::: DATASET ENTRIES :::
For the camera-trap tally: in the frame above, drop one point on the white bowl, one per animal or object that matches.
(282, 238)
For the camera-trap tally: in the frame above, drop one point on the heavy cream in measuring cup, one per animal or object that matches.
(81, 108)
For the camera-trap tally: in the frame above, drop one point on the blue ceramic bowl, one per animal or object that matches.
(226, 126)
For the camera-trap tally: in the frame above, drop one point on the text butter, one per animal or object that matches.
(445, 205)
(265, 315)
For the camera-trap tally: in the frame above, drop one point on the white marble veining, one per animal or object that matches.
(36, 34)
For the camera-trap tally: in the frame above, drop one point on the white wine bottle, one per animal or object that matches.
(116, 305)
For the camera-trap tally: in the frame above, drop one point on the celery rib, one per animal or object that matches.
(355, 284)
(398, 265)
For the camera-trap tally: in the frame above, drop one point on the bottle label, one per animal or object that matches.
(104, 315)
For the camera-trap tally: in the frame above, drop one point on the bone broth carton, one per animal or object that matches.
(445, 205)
:::
Every record must be transcribed precisely, down to the last character.

For the camera-trap tally: in the frame above, drop one point on the white bowl, one per animal or object that matches.
(282, 238)
For the camera-trap tally: in the frame above, drop one point on the heavy cream in measuring cup, one per animal or object that matches.
(81, 108)
For the camera-trap tally: in the frame above, drop one point on the blue ceramic bowl, one per animal or object that matches.
(226, 126)
For the camera-trap tally: in the frame above, drop one point on the text butter, one per animal or object that matches.
(445, 205)
(265, 315)
For the camera-trap tally: in the frame above, drop one point on the white marble veining, one per animal or object that matches.
(36, 34)
For the camera-trap tally: in the frame above, drop one point on the white wine bottle, one per animal or object that matches.
(116, 305)
For the camera-trap tally: in the frame above, drop one point on the celery rib, one per animal or object that matches.
(355, 284)
(398, 265)
For the camera-trap tally: in the frame above, drop one point on the bottle label, one per animal or object that matches.
(104, 315)
For the camera-trap tally: in the frame above, drop one point on the bone broth carton, one per animal or object that matches.
(445, 205)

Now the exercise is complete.